Excerpts from a point labeling dataset
--------------------------------------------------

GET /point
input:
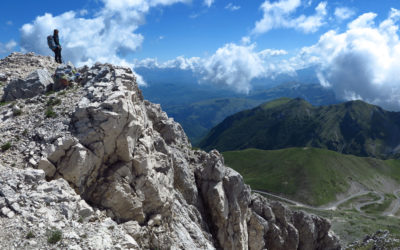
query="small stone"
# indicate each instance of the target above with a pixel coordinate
(47, 167)
(32, 162)
(84, 209)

--------------------------------------------------

> Work to do
Recast every line of the entries above as a Markdown table with the columns "Row" and "Entry line," numbering the rows and omitting blank lines. Exclude the pictures from the table.

> Expected output
| Row | Entry line |
|---|---|
| 1 | GET /point |
| 2 | input: |
| 3 | query="small stone" |
| 4 | # indicate each instance of the target above with a pixel coordinate |
| 5 | (47, 167) |
| 6 | (32, 162) |
| 7 | (84, 209) |